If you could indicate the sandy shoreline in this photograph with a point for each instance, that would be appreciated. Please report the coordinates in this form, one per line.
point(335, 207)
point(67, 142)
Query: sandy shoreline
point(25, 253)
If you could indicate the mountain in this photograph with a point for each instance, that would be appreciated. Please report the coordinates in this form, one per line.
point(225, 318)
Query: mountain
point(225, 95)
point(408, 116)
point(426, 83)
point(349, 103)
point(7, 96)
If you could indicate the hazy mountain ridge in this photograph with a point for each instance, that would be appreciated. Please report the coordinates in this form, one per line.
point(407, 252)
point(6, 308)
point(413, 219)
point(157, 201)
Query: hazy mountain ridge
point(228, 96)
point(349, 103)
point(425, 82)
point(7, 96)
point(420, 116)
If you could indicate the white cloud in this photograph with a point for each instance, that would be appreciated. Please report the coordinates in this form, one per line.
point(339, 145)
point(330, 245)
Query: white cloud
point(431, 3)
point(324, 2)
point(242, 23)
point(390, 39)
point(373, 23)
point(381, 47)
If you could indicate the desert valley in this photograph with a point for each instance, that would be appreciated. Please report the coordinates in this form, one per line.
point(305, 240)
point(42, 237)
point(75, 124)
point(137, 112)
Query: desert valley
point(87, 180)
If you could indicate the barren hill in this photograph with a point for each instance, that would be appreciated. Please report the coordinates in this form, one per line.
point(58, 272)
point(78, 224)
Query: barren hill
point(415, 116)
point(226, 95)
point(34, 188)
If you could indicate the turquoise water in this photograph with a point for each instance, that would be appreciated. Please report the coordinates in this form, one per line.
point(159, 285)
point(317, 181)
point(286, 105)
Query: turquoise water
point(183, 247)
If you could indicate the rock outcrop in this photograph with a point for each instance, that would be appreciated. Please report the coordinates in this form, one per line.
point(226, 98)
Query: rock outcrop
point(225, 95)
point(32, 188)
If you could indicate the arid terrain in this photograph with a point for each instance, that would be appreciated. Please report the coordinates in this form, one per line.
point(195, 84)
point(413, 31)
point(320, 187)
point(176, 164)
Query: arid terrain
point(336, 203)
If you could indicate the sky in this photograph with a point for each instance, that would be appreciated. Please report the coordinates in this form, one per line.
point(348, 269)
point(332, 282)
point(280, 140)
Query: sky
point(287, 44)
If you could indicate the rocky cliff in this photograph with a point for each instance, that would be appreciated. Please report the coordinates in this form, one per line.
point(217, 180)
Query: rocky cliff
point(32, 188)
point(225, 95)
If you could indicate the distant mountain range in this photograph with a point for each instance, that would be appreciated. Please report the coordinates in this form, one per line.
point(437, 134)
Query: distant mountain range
+--
• To do
Type out all of the records again, exactly.

• Reply to the task
If you could indicate the sandy shoreline in this photograph with a point for each instance, that would be appreciated. Please report the coordinates in this form, one per line.
point(335, 207)
point(67, 142)
Query: sandy shoreline
point(25, 253)
If you could indicate the mountain in this photograph with a point for each instance, that would be appreciated. Please report the coordinates in this form, one per line.
point(225, 318)
Query: mountain
point(225, 95)
point(408, 116)
point(426, 83)
point(349, 103)
point(7, 96)
If you could indicate the hazy mountain ridge in this photograph with a point for each instance, that would be appreciated. Please report the coordinates in this form, one per line.
point(407, 252)
point(6, 308)
point(413, 219)
point(157, 201)
Query: hazy mountain ridge
point(228, 96)
point(349, 103)
point(425, 82)
point(7, 96)
point(420, 116)
If you could indicate the white cloud in this photograph with a point for each instance, that would be appreciated. Please report the coordinates in this form, one per line.
point(339, 145)
point(330, 245)
Query: white cloud
point(431, 3)
point(324, 2)
point(242, 23)
point(390, 39)
point(373, 23)
point(381, 47)
If you could indicate the desert valley in this photograph with a point for each instance, that would be appreciated. Please report the coordinates in this form, one per line.
point(305, 240)
point(42, 237)
point(75, 124)
point(137, 112)
Query: desert valley
point(87, 180)
If you could indicate the barren hill in this photograph with a point for each instance, that would be appreciated. Please report the coordinates in this form, one per line.
point(58, 272)
point(78, 224)
Query: barren hill
point(415, 116)
point(226, 95)
point(34, 188)
If you could indicate the turquoise water in this photograph with a point for each instance, that would be appreciated. Please report the coordinates in this form, one per line.
point(159, 285)
point(317, 181)
point(286, 105)
Query: turquoise water
point(183, 247)
If you could indicate the rock outcrop in this photograph with a point for each instance, that would be appreciated. Please report the coordinates in this form, one per line.
point(226, 98)
Query: rock outcrop
point(225, 95)
point(32, 188)
If you could indicate the arid terrain in this photograph with a point for each instance, that would be appreciated. Please report the coordinates in this form, one per line.
point(195, 84)
point(413, 31)
point(320, 187)
point(176, 164)
Query: arid terrain
point(336, 203)
If you could indicate the sky in this photograph with a point for each instance, that would be appreciated. Please report the coordinates in this form, one per line.
point(348, 269)
point(332, 282)
point(280, 140)
Query: sky
point(287, 44)
If you could indicate the rocky cliff in this photograph with a point for each instance, that would be appreciated. Please report the coordinates in this form, one per line.
point(217, 180)
Query: rocky cliff
point(32, 188)
point(225, 95)
If you could indicate the distant mountain range in this photograph with a point for each instance, that would be appreciated. Please report the coordinates in this form, one per line.
point(437, 134)
Query: distant mountain range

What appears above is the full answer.